## [Task to carry out]
When you reach the line containing "positive clicks: (232, 314)" in the data below, begin returning lines exactly as written, and stop once the line containing "361L352 363L351 352L311" has been returned.

## [Data]

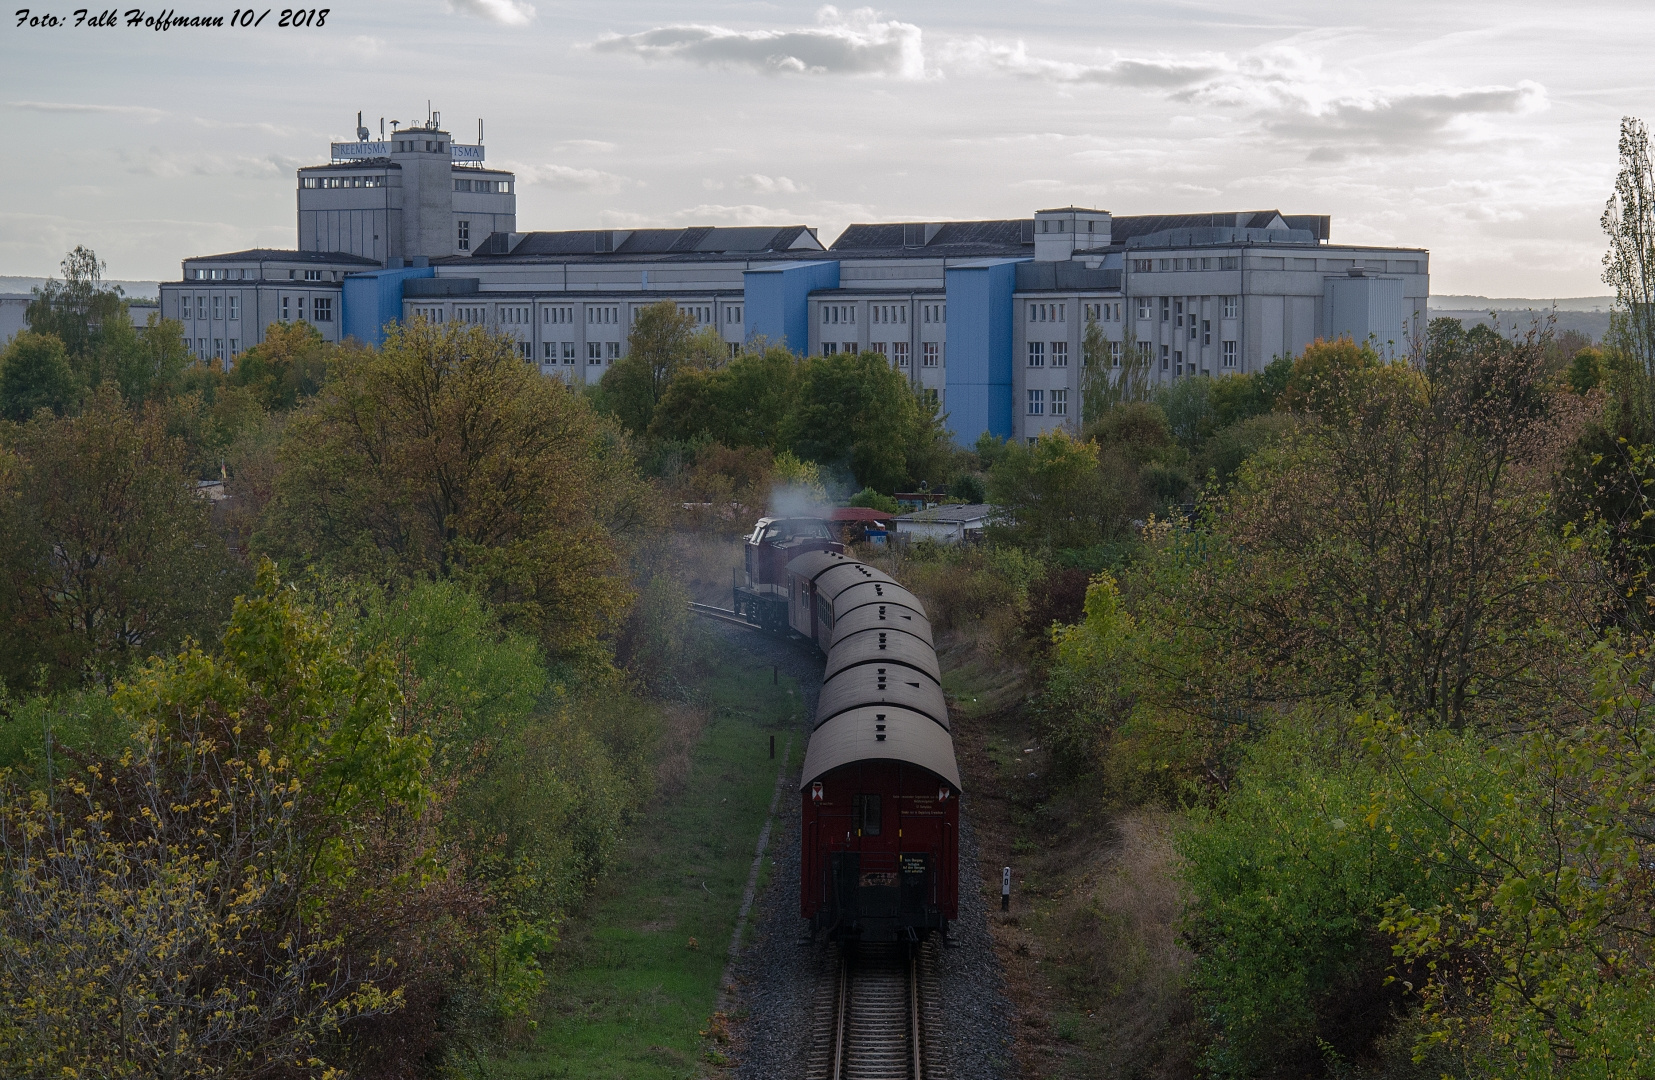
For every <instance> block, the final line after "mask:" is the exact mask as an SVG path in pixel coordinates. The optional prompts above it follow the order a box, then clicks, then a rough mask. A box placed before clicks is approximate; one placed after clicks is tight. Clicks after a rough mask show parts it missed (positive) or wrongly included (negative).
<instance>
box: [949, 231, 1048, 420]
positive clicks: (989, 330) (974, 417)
mask: <svg viewBox="0 0 1655 1080" xmlns="http://www.w3.org/2000/svg"><path fill="white" fill-rule="evenodd" d="M1026 261H1028V260H1021V258H985V260H971V261H968V263H958V265H953V266H948V268H947V271H943V273H945V276H943V281H945V286H943V288H945V293H943V294H945V296H947V301H948V342H947V344H948V354H947V357H945V364H947V367H945V370H947V380H945V384H943V385H945V387H947V390H948V394H947V399H945V400H947V405H948V428H950V430H952V432H953V442H955V443H958V445H962V447H968V445H971V443H975V442H976V438H978V437H980V435H981V433H983V432H988V433H990V435H995V437H996V438H1011V407H1013V402H1011V342H1013V332H1011V331H1013V323H1011V319H1013V316H1015V313H1013V304H1011V294H1013V293H1015V291H1016V284H1018V278H1016V265H1018V263H1026Z"/></svg>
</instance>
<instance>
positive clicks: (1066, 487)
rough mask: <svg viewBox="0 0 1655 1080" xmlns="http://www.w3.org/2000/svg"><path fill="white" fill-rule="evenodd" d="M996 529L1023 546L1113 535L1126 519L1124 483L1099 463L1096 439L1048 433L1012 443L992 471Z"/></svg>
mask: <svg viewBox="0 0 1655 1080" xmlns="http://www.w3.org/2000/svg"><path fill="white" fill-rule="evenodd" d="M988 499H990V501H991V503H995V504H996V506H998V508H1000V513H1001V514H1003V518H1001V519H1000V521H998V523H995V524H993V533H995V534H998V536H1001V538H1005V539H1008V541H1011V542H1015V544H1019V546H1023V547H1043V549H1074V547H1091V546H1092V544H1097V542H1102V541H1106V539H1112V538H1114V536H1115V534H1117V533H1119V529H1120V526H1122V524H1124V521H1122V516H1120V509H1122V496H1120V490H1119V485H1117V483H1115V481H1114V480H1112V478H1111V476H1107V475H1106V473H1104V471H1102V468H1099V452H1097V445H1096V443H1089V442H1081V440H1076V438H1072V437H1071V435H1067V433H1064V432H1046V433H1044V435H1041V437H1039V438H1036V440H1034V445H1033V447H1018V445H1015V443H1011V445H1006V447H1005V450H1003V452H1001V453H1000V458H998V460H996V461H995V465H993V466H991V468H990V470H988Z"/></svg>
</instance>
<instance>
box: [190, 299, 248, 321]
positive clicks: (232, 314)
mask: <svg viewBox="0 0 1655 1080" xmlns="http://www.w3.org/2000/svg"><path fill="white" fill-rule="evenodd" d="M225 299H228V309H230V319H240V318H242V294H240V293H230V296H228V298H225V296H223V293H220V294H217V296H213V298H212V318H215V319H222V318H223V313H225ZM194 314H195V318H197V319H205V318H207V294H205V293H197V294H195V308H194ZM189 318H190V298H189V296H184V294H179V319H189Z"/></svg>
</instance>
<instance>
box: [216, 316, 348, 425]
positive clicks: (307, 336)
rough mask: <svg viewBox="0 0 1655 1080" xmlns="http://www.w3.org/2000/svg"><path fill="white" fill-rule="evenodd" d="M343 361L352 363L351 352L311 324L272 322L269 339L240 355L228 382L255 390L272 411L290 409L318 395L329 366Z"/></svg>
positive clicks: (282, 410)
mask: <svg viewBox="0 0 1655 1080" xmlns="http://www.w3.org/2000/svg"><path fill="white" fill-rule="evenodd" d="M341 362H349V357H348V351H346V349H341V347H339V346H334V344H329V342H326V341H323V337H321V331H318V329H316V327H314V326H311V324H309V323H271V324H270V326H268V327H266V329H265V341H261V342H260V344H257V346H253V347H252V349H248V351H247V352H243V354H242V356H240V357H237V361H235V369H233V370H230V374H228V382H230V385H235V387H247V389H250V390H253V394H255V395H257V397H258V402H260V404H261V405H263V407H265V409H266V410H268V412H286V410H290V409H293V407H295V405H298V404H300V402H303V400H308V399H311V397H314V395H316V392H318V390H321V385H323V384H324V382H326V380H328V369H329V366H338V364H341Z"/></svg>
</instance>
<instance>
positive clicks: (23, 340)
mask: <svg viewBox="0 0 1655 1080" xmlns="http://www.w3.org/2000/svg"><path fill="white" fill-rule="evenodd" d="M76 397H78V385H76V382H74V372H73V370H71V369H70V359H68V354H66V352H65V349H63V341H60V339H58V337H56V336H55V334H36V332H30V331H23V332H20V334H18V336H17V337H13V339H12V344H8V346H7V349H5V352H3V354H0V417H5V418H7V420H28V418H30V417H33V415H35V410H38V409H50V410H51V412H55V413H58V415H60V417H61V415H63V410H65V409H68V407H70V405H71V404H73V402H74V399H76Z"/></svg>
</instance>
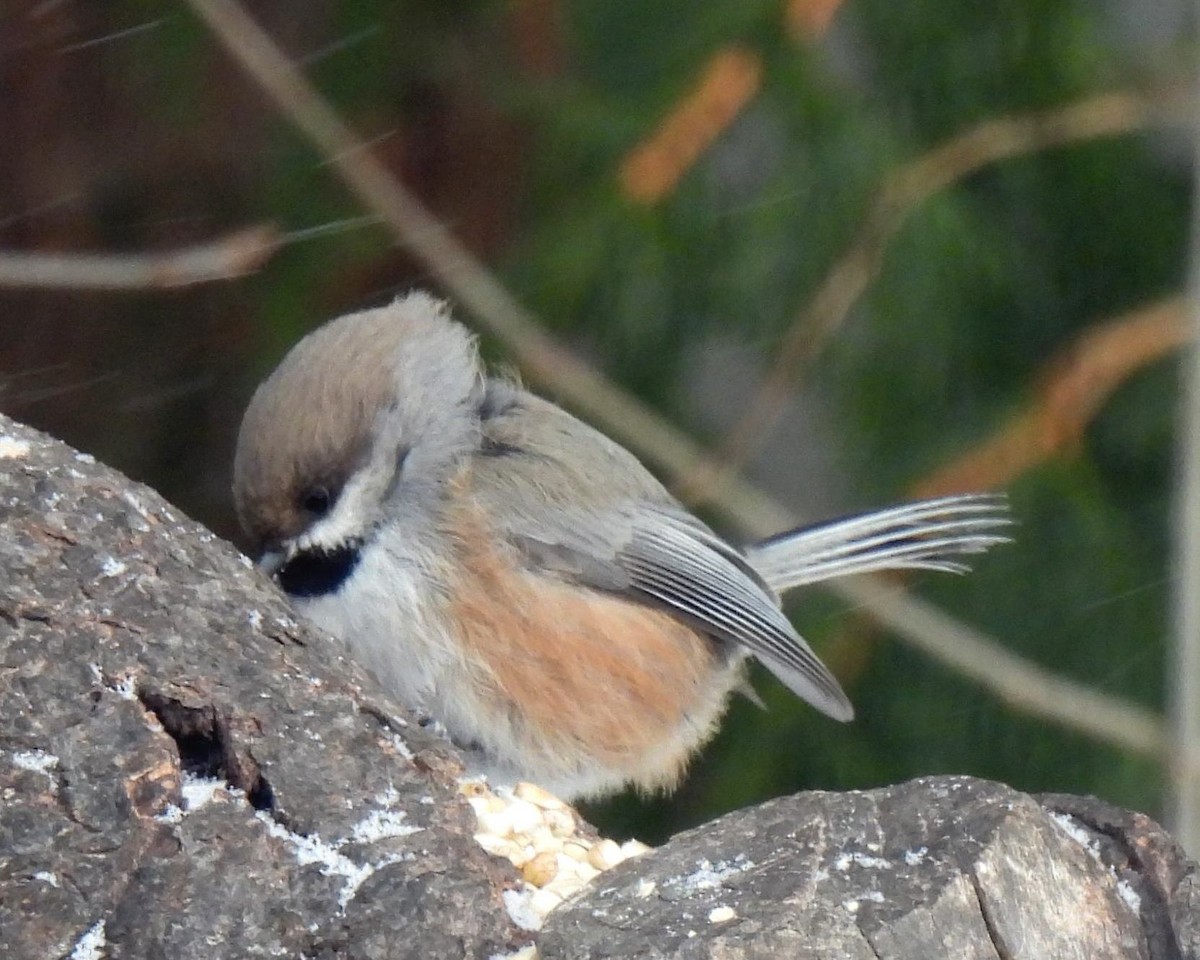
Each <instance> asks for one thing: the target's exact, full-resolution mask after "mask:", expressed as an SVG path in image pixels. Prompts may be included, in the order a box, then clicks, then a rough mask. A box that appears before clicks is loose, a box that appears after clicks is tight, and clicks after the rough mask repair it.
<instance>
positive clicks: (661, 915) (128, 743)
mask: <svg viewBox="0 0 1200 960" xmlns="http://www.w3.org/2000/svg"><path fill="white" fill-rule="evenodd" d="M461 770H462V768H461V764H460V761H458V757H457V754H456V752H455V751H454V750H452V749H451V748H450V746H449V745H448V744H445V743H444V742H442V740H439V739H437V738H433V737H431V736H430V734H428V733H426V732H425V731H424V730H422V728H421V726H420V724H419V721H418V720H416V718H414V716H412V715H410V714H408V713H406V712H404V710H403V709H402V708H401V707H400V706H398V704H395V703H390V702H388V701H386V700H385V698H383V697H382V695H380V694H379V692H378V689H377V686H376V685H374V684H373V682H372V680H371V678H370V677H366V676H365V674H364V673H362V672H361V671H360V670H359V668H358V667H356V666H355V665H354V664H352V662H349V661H348V660H347V659H344V656H343V655H342V652H341V649H340V648H338V647H337V644H335V642H334V641H331V640H329V638H328V637H324V636H322V635H319V634H317V632H314V631H312V630H310V629H307V628H305V626H302V625H301V624H299V623H296V622H295V619H294V618H293V616H292V614H290V612H289V610H288V607H287V606H286V604H284V601H283V599H282V598H281V596H280V594H278V593H277V592H276V590H275V589H274V588H271V587H270V584H268V583H265V582H264V581H263V580H262V578H260V577H259V576H258V575H257V574H254V571H253V570H251V569H250V565H248V564H247V563H246V562H245V559H244V558H241V557H239V556H238V554H236V552H234V551H233V550H232V548H230V547H229V546H228V545H226V544H222V542H221V541H218V540H217V539H216V538H215V536H212V534H210V533H209V532H208V530H205V529H203V528H202V527H199V526H197V524H194V523H192V522H190V521H187V520H186V518H184V517H182V516H180V515H179V512H178V511H176V510H174V509H173V508H170V506H169V505H167V504H166V503H163V500H162V499H161V498H160V497H158V496H157V494H155V493H154V492H152V491H150V490H146V488H144V487H140V486H138V485H136V484H132V482H130V481H128V480H126V479H125V478H122V476H120V475H119V474H116V473H114V472H112V470H109V469H107V468H104V467H102V466H98V464H96V463H94V462H92V461H91V460H90V457H86V456H84V455H79V454H76V452H74V451H72V450H70V449H68V448H66V446H65V445H62V444H60V443H56V442H54V440H52V439H49V438H47V437H43V436H42V434H38V433H36V432H35V431H31V430H29V428H26V427H23V426H20V425H17V424H13V422H12V421H10V420H6V419H4V418H2V416H0V944H2V947H4V949H2V950H0V955H4V956H5V958H13V959H14V960H23V959H24V958H55V956H58V958H64V956H70V958H72V960H97V959H98V958H113V959H119V958H204V959H205V960H209V958H244V956H259V955H263V956H296V958H299V956H305V958H380V959H382V958H404V956H413V958H428V959H430V960H437V959H438V958H464V956H475V958H491V956H502V955H505V954H509V953H511V952H514V950H518V949H521V948H522V947H524V946H527V944H529V942H530V936H532V935H530V934H528V932H527V931H523V930H521V929H520V928H517V926H516V925H515V923H514V922H512V918H511V917H510V916H509V912H508V911H506V910H505V906H504V899H503V894H504V892H505V890H511V889H516V888H517V887H518V882H517V878H516V875H515V871H514V870H512V869H511V868H510V866H509V864H508V863H506V862H505V860H499V859H496V858H492V857H488V856H487V854H486V853H485V852H484V851H482V850H481V848H480V847H479V845H478V844H476V842H475V841H474V840H473V833H474V830H475V822H474V815H473V814H472V811H470V808H469V806H468V805H467V804H466V803H464V802H463V800H462V798H461V797H460V796H458V794H457V791H456V778H457V776H458V775H460V774H461ZM1198 907H1200V888H1198V880H1196V872H1195V865H1194V864H1193V863H1190V862H1189V860H1187V859H1186V858H1184V857H1183V854H1182V853H1181V852H1180V850H1178V848H1177V847H1176V846H1175V844H1174V842H1172V841H1171V839H1170V838H1169V836H1168V835H1166V834H1165V833H1163V830H1162V829H1160V828H1159V827H1157V824H1154V823H1153V822H1152V821H1150V820H1148V818H1146V817H1144V816H1140V815H1138V814H1129V812H1126V811H1122V810H1116V809H1114V808H1111V806H1108V805H1105V804H1103V803H1100V802H1098V800H1093V799H1090V798H1079V797H1063V796H1045V797H1038V798H1036V797H1031V796H1027V794H1022V793H1019V792H1016V791H1013V790H1010V788H1008V787H1004V786H1001V785H998V784H990V782H985V781H979V780H971V779H966V778H931V779H924V780H916V781H913V782H911V784H904V785H900V786H896V787H889V788H886V790H876V791H870V792H862V793H859V792H854V793H844V794H836V793H806V794H799V796H796V797H788V798H784V799H779V800H773V802H769V803H766V804H762V805H761V806H757V808H752V809H749V810H743V811H739V812H736V814H731V815H728V816H726V817H722V818H720V820H718V821H715V822H713V823H709V824H706V826H703V827H701V828H697V829H695V830H690V832H688V833H684V834H680V835H679V836H677V838H674V839H672V840H671V841H670V842H667V844H666V845H665V846H662V847H660V848H659V850H655V851H653V852H650V853H648V854H644V856H643V857H640V858H636V859H632V860H628V862H625V863H623V864H622V865H619V866H617V868H616V869H614V870H612V871H608V872H606V874H602V875H601V876H600V877H599V878H598V880H596V881H594V883H593V884H592V886H590V887H589V888H586V889H584V890H582V892H581V893H580V894H578V895H576V896H575V898H572V899H571V900H569V901H566V902H565V904H563V906H560V907H559V908H558V910H557V911H554V912H553V913H551V914H550V918H548V920H547V923H546V926H545V928H544V929H542V931H541V934H540V935H539V936H538V949H539V952H540V956H541V958H542V960H557V959H559V958H625V956H628V958H634V956H636V958H714V959H715V958H721V959H722V960H734V959H736V958H772V959H773V960H774V958H786V956H800V958H839V960H841V959H842V958H864V960H880V959H881V958H889V959H890V958H895V960H929V959H930V958H943V956H944V958H955V960H960V959H962V960H970V959H971V958H988V959H989V960H1009V959H1010V958H1033V959H1034V960H1038V959H1040V958H1054V960H1058V959H1060V958H1086V959H1087V960H1109V958H1122V959H1123V958H1139V959H1140V958H1146V959H1147V960H1182V959H1183V958H1200V908H1198ZM527 955H528V954H527Z"/></svg>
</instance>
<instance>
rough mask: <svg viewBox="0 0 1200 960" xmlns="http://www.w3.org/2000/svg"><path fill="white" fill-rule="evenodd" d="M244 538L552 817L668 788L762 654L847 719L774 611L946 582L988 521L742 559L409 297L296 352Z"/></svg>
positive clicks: (295, 604) (632, 459)
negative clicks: (813, 599)
mask: <svg viewBox="0 0 1200 960" xmlns="http://www.w3.org/2000/svg"><path fill="white" fill-rule="evenodd" d="M234 499H235V503H236V508H238V515H239V517H240V520H241V524H242V527H244V528H245V530H246V533H247V535H248V536H250V538H251V540H252V541H253V545H254V546H256V547H257V548H258V550H259V551H260V553H262V559H260V565H262V568H263V569H264V570H265V571H268V572H269V574H270V575H272V576H274V577H275V578H276V580H277V581H278V583H280V586H281V587H282V588H283V589H284V590H286V592H287V593H288V594H289V595H290V598H292V600H293V604H294V605H295V607H296V608H298V610H299V611H300V612H301V613H302V614H304V616H306V617H307V618H310V619H311V620H313V622H314V623H316V624H318V625H319V626H322V628H324V629H325V630H328V631H330V632H331V634H334V635H335V636H337V637H340V638H341V640H342V641H344V642H346V643H347V644H348V646H349V649H350V650H352V653H353V655H354V656H355V658H356V659H358V660H359V661H361V662H362V664H364V665H365V666H366V667H367V668H368V670H370V671H372V672H373V673H374V674H376V676H377V677H378V679H379V680H380V682H382V684H383V685H384V686H385V688H386V689H388V690H389V691H390V692H391V694H394V695H395V696H396V697H397V698H398V700H400V701H401V702H404V703H407V704H408V706H410V707H413V708H414V709H418V710H421V712H425V713H426V714H428V715H430V716H432V718H436V719H437V720H438V721H440V722H442V724H443V725H444V726H445V728H446V731H448V732H449V734H450V736H451V738H452V739H454V740H456V742H457V743H458V744H460V745H462V746H463V748H466V749H467V751H468V756H470V757H472V762H473V763H474V766H475V767H478V769H479V772H481V773H486V774H488V775H491V776H493V778H496V779H498V780H500V781H509V782H511V781H515V780H530V781H534V782H536V784H539V785H541V786H544V787H546V788H548V790H551V791H553V792H556V793H558V794H559V796H562V797H565V798H575V797H582V796H590V797H595V796H599V794H605V793H611V792H614V791H617V790H619V788H622V787H623V786H625V785H628V784H634V785H637V786H638V787H642V788H646V790H652V788H659V787H666V788H670V787H671V786H673V785H674V784H676V782H677V781H678V779H679V776H680V774H682V773H683V769H684V767H685V764H686V762H688V760H689V757H690V756H691V755H692V754H694V752H695V751H696V750H697V749H698V748H700V746H701V745H702V744H703V743H704V742H706V740H707V739H708V738H709V737H710V736H712V734H713V732H714V730H715V727H716V724H718V720H719V718H720V715H721V714H722V712H724V710H725V707H726V703H727V701H728V697H730V695H731V692H733V691H736V690H737V689H738V688H739V686H742V688H743V689H745V688H744V685H745V683H746V680H745V668H746V660H748V658H749V656H754V658H755V659H757V660H760V661H761V662H762V664H764V665H766V666H767V668H768V670H770V671H772V673H774V674H775V676H776V677H778V678H779V679H780V680H782V682H784V683H785V684H786V685H787V686H788V688H791V690H792V691H793V692H796V695H797V696H799V697H802V698H804V700H806V701H808V702H809V703H811V704H812V706H814V707H816V708H817V709H818V710H821V712H823V713H826V714H828V715H829V716H832V718H834V719H836V720H842V721H847V720H850V719H851V718H852V716H853V708H852V707H851V704H850V701H848V700H847V698H846V695H845V694H844V692H842V690H841V688H840V686H839V685H838V682H836V680H835V679H834V677H833V676H832V674H830V673H829V671H828V670H826V667H824V666H823V665H822V664H821V661H820V660H817V658H816V655H815V654H814V653H812V650H811V649H810V648H809V646H808V643H805V642H804V640H803V638H802V637H800V636H799V635H798V634H797V632H796V630H794V629H793V628H792V624H791V623H790V622H788V620H787V618H786V617H785V616H784V614H782V612H781V611H780V606H779V594H780V593H782V592H785V590H788V589H792V588H793V587H798V586H800V584H804V583H814V582H816V581H821V580H827V578H829V577H836V576H844V575H847V574H862V572H866V571H872V570H888V569H913V568H920V569H931V570H948V571H956V572H961V571H965V570H966V566H965V565H964V564H962V562H961V559H959V558H960V557H961V556H964V554H971V553H978V552H982V551H984V550H986V548H988V547H990V546H992V545H994V544H997V542H1001V541H1002V540H1004V539H1007V538H1004V536H1003V535H1002V533H1001V529H1002V527H1003V526H1004V524H1006V523H1007V518H1006V512H1004V504H1003V500H1002V499H1001V498H997V497H991V496H960V497H943V498H940V499H934V500H925V502H922V503H913V504H908V505H904V506H896V508H892V509H888V510H880V511H876V512H869V514H863V515H859V516H853V517H848V518H845V520H838V521H833V522H829V523H824V524H821V526H816V527H808V528H803V529H799V530H793V532H791V533H785V534H781V535H779V536H775V538H772V539H770V540H767V541H763V542H761V544H756V545H754V546H750V547H748V548H746V550H744V551H742V550H738V548H736V547H733V546H730V545H728V544H727V542H725V541H724V540H722V539H721V538H720V536H718V535H716V534H715V533H713V532H712V530H710V529H709V528H708V527H707V526H704V523H702V522H701V521H700V520H697V518H696V517H695V516H692V515H691V514H690V512H688V510H686V509H685V508H684V506H682V505H680V504H679V503H678V502H677V500H676V499H674V498H673V497H672V496H671V494H670V493H668V492H667V491H666V488H664V487H662V486H661V485H660V484H659V482H658V481H656V480H655V479H654V478H653V476H652V475H650V474H649V472H648V470H647V469H646V468H644V467H643V466H642V464H641V463H640V462H638V461H637V460H636V458H635V457H634V456H632V455H631V454H630V452H629V451H628V450H625V449H624V448H622V446H619V445H618V444H616V443H613V442H612V440H610V439H608V438H607V437H605V436H604V434H601V433H599V432H598V431H595V430H593V428H592V427H589V426H587V425H586V424H583V422H581V421H578V420H576V419H575V418H574V416H571V415H570V414H569V413H566V412H565V410H563V409H562V408H559V407H557V406H556V404H553V403H551V402H548V401H546V400H541V398H540V397H536V396H534V395H533V394H529V392H527V391H526V390H522V389H521V388H520V386H517V385H516V384H514V383H510V382H508V380H504V379H498V378H494V377H488V376H486V374H485V372H484V370H482V367H481V364H480V360H479V356H478V354H476V349H475V342H474V340H473V337H472V336H470V335H469V334H468V331H467V330H466V329H464V328H463V326H461V325H460V324H457V323H455V322H454V320H452V319H451V318H450V316H449V312H448V308H446V306H445V304H442V302H439V301H438V300H434V299H433V298H431V296H428V295H426V294H422V293H413V294H410V295H408V296H404V298H401V299H398V300H397V301H395V302H394V304H391V305H390V306H386V307H380V308H378V310H367V311H364V312H361V313H353V314H349V316H347V317H341V318H338V319H335V320H332V322H330V323H328V324H325V325H324V326H322V328H319V329H318V330H316V331H314V332H312V334H310V335H308V336H306V337H305V338H304V340H301V341H300V342H299V343H298V344H296V346H295V347H294V348H293V349H292V352H290V353H289V354H288V355H287V358H286V359H284V360H283V362H282V364H281V365H280V367H278V368H277V370H276V371H275V372H274V373H272V374H271V376H270V377H269V378H268V379H266V382H265V383H263V384H262V386H259V388H258V391H257V392H256V394H254V396H253V400H252V401H251V403H250V407H248V409H247V410H246V415H245V419H244V420H242V425H241V432H240V436H239V438H238V451H236V457H235V462H234Z"/></svg>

## [Solution]
positive clicks: (232, 314)
mask: <svg viewBox="0 0 1655 1080" xmlns="http://www.w3.org/2000/svg"><path fill="white" fill-rule="evenodd" d="M225 299H228V309H230V319H240V318H242V294H240V293H230V296H228V298H225V296H223V293H220V294H217V296H213V298H212V318H215V319H222V318H223V313H225ZM194 314H195V318H197V319H205V318H207V294H205V293H197V294H195V308H194ZM189 318H190V298H189V296H184V294H179V319H189Z"/></svg>
</instance>
<instance>
box: [216, 316, 348, 425]
positive clicks: (307, 336)
rough mask: <svg viewBox="0 0 1655 1080" xmlns="http://www.w3.org/2000/svg"><path fill="white" fill-rule="evenodd" d="M343 361L352 363L351 352L311 324L272 322L269 339L240 355L228 382L255 390L272 411L290 409L318 395L329 366Z"/></svg>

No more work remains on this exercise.